- Given text -

Victoria did, however, leave specific instructions for how she wanted her funeral to be like. The deceased monarch wanted a military state funeral. She did not want her body to be embalmed; no lying-in-state; and she did not want a mourning black outfit. Queen Victoria opted for a white funeral with purple and white background. She also wanted white ponies to pull the gun carriage.
The incoming monarch, king Edward VII, refused handling affairs until his mother was buried. This created a power vacuum. Those who were supposed to manage the ceremony were either ignorant of the process or they squabbled and fought amongst themselves. For example, the Earl Marshal and Lord Chamberlain could not come to an agreement on who was supposed to handle the funeral ceremony.
The Kaiser of Germany Wilhelm, the queen’s first grandson, wanted to use a death mask. But the other royal members vehemently opposed this idea. The Kaiser also had a bitter argument with the Bishop of Winchester.

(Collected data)
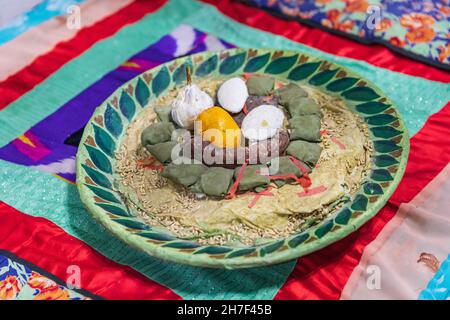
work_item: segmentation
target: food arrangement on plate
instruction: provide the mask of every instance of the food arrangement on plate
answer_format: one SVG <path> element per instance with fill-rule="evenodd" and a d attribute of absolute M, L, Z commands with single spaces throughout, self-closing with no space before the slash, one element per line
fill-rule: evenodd
<path fill-rule="evenodd" d="M 361 186 L 373 145 L 342 100 L 261 74 L 187 78 L 130 124 L 117 154 L 118 189 L 145 221 L 199 243 L 258 244 L 310 227 Z"/>
<path fill-rule="evenodd" d="M 144 72 L 96 109 L 77 187 L 103 226 L 150 255 L 263 266 L 373 217 L 408 141 L 389 98 L 342 66 L 304 52 L 203 52 Z"/>

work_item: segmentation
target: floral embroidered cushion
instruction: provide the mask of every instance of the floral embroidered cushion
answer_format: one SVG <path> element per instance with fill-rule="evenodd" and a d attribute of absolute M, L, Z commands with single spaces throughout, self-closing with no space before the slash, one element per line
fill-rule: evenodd
<path fill-rule="evenodd" d="M 244 0 L 450 69 L 448 0 Z"/>

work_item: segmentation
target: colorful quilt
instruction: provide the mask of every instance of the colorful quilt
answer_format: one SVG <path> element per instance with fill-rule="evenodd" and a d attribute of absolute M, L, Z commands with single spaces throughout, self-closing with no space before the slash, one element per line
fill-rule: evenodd
<path fill-rule="evenodd" d="M 448 0 L 246 0 L 365 43 L 450 69 Z"/>
<path fill-rule="evenodd" d="M 9 62 L 0 67 L 0 299 L 449 298 L 447 72 L 237 1 L 76 5 L 79 11 L 43 14 L 0 44 L 0 59 Z M 78 29 L 66 27 L 73 12 L 81 14 Z M 74 163 L 103 100 L 175 57 L 269 46 L 352 68 L 399 106 L 412 136 L 410 158 L 375 218 L 298 261 L 245 270 L 161 261 L 91 218 L 74 185 Z"/>

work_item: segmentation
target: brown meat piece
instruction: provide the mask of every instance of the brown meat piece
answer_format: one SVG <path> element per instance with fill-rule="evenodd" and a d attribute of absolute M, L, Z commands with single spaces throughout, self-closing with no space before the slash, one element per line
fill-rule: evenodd
<path fill-rule="evenodd" d="M 236 168 L 246 160 L 249 160 L 250 164 L 266 163 L 274 157 L 283 155 L 288 145 L 289 134 L 286 130 L 280 130 L 275 139 L 267 139 L 238 148 L 217 148 L 210 142 L 194 136 L 184 146 L 183 155 L 201 161 L 207 166 Z"/>

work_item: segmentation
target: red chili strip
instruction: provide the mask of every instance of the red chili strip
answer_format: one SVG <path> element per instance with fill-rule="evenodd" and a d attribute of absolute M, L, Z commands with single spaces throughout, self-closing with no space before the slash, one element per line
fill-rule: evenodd
<path fill-rule="evenodd" d="M 230 192 L 226 195 L 225 199 L 232 199 L 236 196 L 237 188 L 239 187 L 239 183 L 241 182 L 242 176 L 244 175 L 244 171 L 247 168 L 248 161 L 245 161 L 242 165 L 241 169 L 238 172 L 236 177 L 236 181 L 233 183 L 233 186 L 230 189 Z"/>
<path fill-rule="evenodd" d="M 322 193 L 325 191 L 327 191 L 327 188 L 325 186 L 319 186 L 316 188 L 312 188 L 312 189 L 309 189 L 306 191 L 299 192 L 298 196 L 299 197 L 307 197 L 307 196 L 312 196 L 312 195 L 319 194 L 319 193 Z"/>
<path fill-rule="evenodd" d="M 272 189 L 271 186 L 269 186 L 266 190 L 261 192 L 251 192 L 251 194 L 255 194 L 255 197 L 252 199 L 252 201 L 248 204 L 248 207 L 251 209 L 255 206 L 255 204 L 258 202 L 259 199 L 261 199 L 262 196 L 273 196 L 273 193 L 270 192 Z"/>
<path fill-rule="evenodd" d="M 244 80 L 247 81 L 251 75 L 252 75 L 252 73 L 250 73 L 250 72 L 244 72 L 244 75 L 242 76 L 242 78 L 244 78 Z"/>
<path fill-rule="evenodd" d="M 303 166 L 303 164 L 295 157 L 290 156 L 289 159 L 301 170 L 303 173 L 303 177 L 301 177 L 298 181 L 303 189 L 306 189 L 311 186 L 312 182 L 308 175 L 308 170 Z"/>

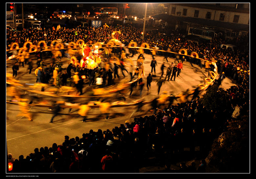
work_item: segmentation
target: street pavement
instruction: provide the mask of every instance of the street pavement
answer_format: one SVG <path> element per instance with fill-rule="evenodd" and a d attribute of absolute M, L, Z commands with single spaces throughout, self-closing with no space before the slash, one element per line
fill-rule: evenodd
<path fill-rule="evenodd" d="M 152 57 L 148 54 L 144 54 L 144 55 L 145 57 L 144 61 L 145 76 L 143 77 L 143 80 L 145 82 L 146 77 L 151 71 L 150 64 Z M 138 54 L 136 54 L 133 57 L 130 58 L 135 64 L 138 56 Z M 131 96 L 129 96 L 130 90 L 128 90 L 127 92 L 124 94 L 126 102 L 131 103 L 141 99 L 144 101 L 149 101 L 158 97 L 156 80 L 160 75 L 160 68 L 161 65 L 164 62 L 165 66 L 167 67 L 172 62 L 176 63 L 176 64 L 177 62 L 175 61 L 173 58 L 168 58 L 167 62 L 163 56 L 155 56 L 155 58 L 158 64 L 156 68 L 156 73 L 155 74 L 156 77 L 153 77 L 149 90 L 147 90 L 145 85 L 142 90 L 142 96 L 140 98 L 138 87 L 134 90 Z M 63 57 L 62 59 L 63 63 L 62 68 L 66 68 L 68 65 L 68 62 L 70 60 L 70 59 L 68 57 Z M 29 74 L 27 66 L 25 66 L 22 68 L 20 66 L 20 70 L 16 79 L 19 80 L 22 84 L 33 84 L 35 83 L 36 77 L 34 73 L 36 66 L 35 57 L 33 59 L 33 61 L 34 69 L 31 74 Z M 12 74 L 11 66 L 13 61 L 13 60 L 7 61 L 7 73 Z M 45 62 L 47 66 L 49 64 L 49 59 L 45 59 Z M 193 64 L 193 66 L 192 67 L 190 63 L 184 61 L 183 64 L 183 70 L 181 70 L 180 75 L 176 77 L 175 81 L 165 81 L 161 88 L 159 94 L 162 94 L 164 91 L 167 91 L 168 94 L 172 94 L 177 95 L 187 89 L 195 88 L 198 85 L 204 84 L 204 78 L 208 77 L 208 73 L 205 72 L 205 69 L 203 67 L 201 70 L 200 67 L 196 65 Z M 166 68 L 164 69 L 164 77 L 165 76 L 166 69 Z M 73 73 L 72 74 L 73 74 Z M 120 71 L 119 74 L 120 79 L 123 78 Z M 129 76 L 128 74 L 126 76 L 126 77 Z M 115 79 L 115 82 L 118 83 L 118 80 L 117 78 Z M 85 82 L 85 84 L 84 86 L 86 88 L 88 86 L 88 81 L 86 80 Z M 231 80 L 226 78 L 222 83 L 221 87 L 225 90 L 234 85 Z M 7 88 L 7 90 L 8 90 L 8 88 Z M 85 88 L 84 89 L 86 89 Z M 203 94 L 200 95 L 202 96 Z M 24 95 L 24 96 L 28 96 L 28 93 L 25 93 Z M 56 99 L 47 96 L 38 100 L 52 101 L 61 100 L 61 98 Z M 10 99 L 10 97 L 7 95 L 6 99 L 7 101 Z M 95 99 L 87 98 L 75 100 L 76 101 L 82 100 L 78 102 L 82 103 L 85 101 L 94 101 Z M 113 100 L 116 100 L 114 98 Z M 34 101 L 34 103 L 35 101 Z M 178 100 L 175 101 L 174 103 L 180 102 Z M 64 141 L 65 136 L 68 136 L 70 138 L 75 138 L 76 136 L 81 138 L 83 133 L 88 133 L 90 129 L 93 129 L 94 131 L 97 131 L 99 129 L 103 131 L 107 129 L 111 130 L 115 126 L 119 126 L 121 124 L 124 124 L 126 120 L 132 122 L 134 116 L 144 116 L 145 115 L 152 114 L 152 112 L 149 110 L 149 106 L 146 105 L 142 107 L 144 112 L 135 113 L 133 117 L 130 117 L 131 114 L 135 109 L 134 107 L 132 106 L 111 108 L 110 110 L 110 119 L 107 120 L 105 119 L 105 116 L 101 114 L 98 108 L 92 108 L 89 111 L 87 116 L 88 120 L 86 122 L 82 122 L 82 119 L 77 114 L 77 109 L 72 109 L 71 113 L 69 114 L 68 109 L 62 109 L 60 112 L 61 115 L 56 116 L 53 120 L 53 122 L 51 123 L 49 122 L 53 113 L 47 108 L 32 106 L 29 109 L 29 112 L 32 116 L 33 121 L 31 122 L 24 117 L 16 116 L 19 111 L 19 107 L 17 105 L 7 103 L 7 152 L 11 153 L 15 158 L 18 158 L 19 156 L 22 155 L 26 157 L 30 153 L 33 152 L 36 148 L 40 149 L 42 147 L 51 147 L 54 143 L 58 145 L 62 144 Z M 184 149 L 186 151 L 186 149 Z M 152 161 L 153 161 L 154 160 L 154 159 L 152 159 Z M 200 162 L 193 159 L 186 161 L 186 164 L 189 165 L 192 161 L 196 162 L 197 164 Z M 178 170 L 179 167 L 177 164 L 171 166 L 171 168 Z M 166 172 L 165 170 L 164 166 L 156 166 L 152 164 L 152 165 L 141 168 L 140 172 L 165 172 L 165 171 Z"/>

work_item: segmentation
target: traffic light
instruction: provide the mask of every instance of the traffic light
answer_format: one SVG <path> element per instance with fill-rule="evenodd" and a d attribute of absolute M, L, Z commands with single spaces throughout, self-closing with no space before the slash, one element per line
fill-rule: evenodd
<path fill-rule="evenodd" d="M 10 4 L 11 5 L 11 6 L 10 6 L 10 8 L 11 8 L 11 11 L 13 11 L 13 9 L 14 8 L 14 7 L 12 6 L 12 4 L 13 4 L 13 3 L 10 3 Z"/>

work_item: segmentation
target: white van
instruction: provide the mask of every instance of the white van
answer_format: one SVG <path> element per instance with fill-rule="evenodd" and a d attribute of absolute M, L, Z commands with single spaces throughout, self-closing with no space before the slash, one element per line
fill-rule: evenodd
<path fill-rule="evenodd" d="M 133 23 L 135 22 L 135 19 L 134 17 L 125 17 L 124 19 L 123 23 L 125 24 L 126 23 Z"/>
<path fill-rule="evenodd" d="M 231 49 L 233 52 L 236 52 L 237 50 L 237 46 L 231 44 L 222 44 L 221 45 L 221 48 L 226 50 Z"/>
<path fill-rule="evenodd" d="M 32 28 L 36 29 L 40 29 L 41 28 L 41 23 L 38 22 L 35 22 L 33 24 L 32 26 Z"/>
<path fill-rule="evenodd" d="M 70 19 L 72 16 L 71 14 L 68 14 L 65 11 L 54 11 L 53 14 L 53 16 L 54 18 L 59 18 L 60 19 L 62 19 L 63 18 Z"/>

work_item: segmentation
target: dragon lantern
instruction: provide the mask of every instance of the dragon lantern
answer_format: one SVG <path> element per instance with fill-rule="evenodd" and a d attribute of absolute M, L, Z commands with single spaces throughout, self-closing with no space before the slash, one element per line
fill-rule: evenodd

- Exercise tasks -
(a) According to the passage on Queen Victoria's funeral, what did she want to pull the gun carriage?
(b) Write a continuation of the passage on Queen Victoria's funeral, starting after its final sentence.
You can set the collected data aside, since it plays no part in what follows.

- Answers by item -
(a) White ponies.

(b)
Queen Victoria’s Coffin
While royal officials and members debated over what funeral arrangements, Sir James Reid and Mrs Tuck – the queen’s dresser—prepared the queen. Because the queen did not want any embalming done on her, they used charcoal to mitigate the smell and moisture from the body. Her hair was cut off and she was dressed in white silk.
The Duke of Connaught (her son), William (the Kaiser – grandson) and Edward VII (oldest son) lifted her body into the coffin. When all the preparation was done, Sir James and Mrs. Tusk carried out Queen Victoria’s secret instructions for her coffin. With the exclusion of those two, no one else knew what those instructions were.
Many of the things that were placed in the coffin belonged to her husband, Prince Albert. These things were Albert’s dressing gown, pictures, and a plaster of Albert’s hand.
The two trusted duo of the queen also placed a John Brown’s mother’s ring on the queen’s finger. John Brown was the closest person to the queen since her husband’s death in 1861. They were very fond of each other. Some have even speculated that the queen had a romantic relationship with Brown. Hence, it was not surprising that Victoria instructed Sir James to place Brown’s photograph, his lock of hair, and his pocket handkerchief into her coffin.
After the coffin was shut closed, it was then covered with Britain’s flag – the Union Jack.
Queen Victoria’s Funeral Procession
The funeral organizers moved the queen’s coffin from her residence at Osborne House to London for the final funeral rites. The coffin boarded a ship called Alberta. It then made its way through Portsmouth, before finally getting to London on February 2.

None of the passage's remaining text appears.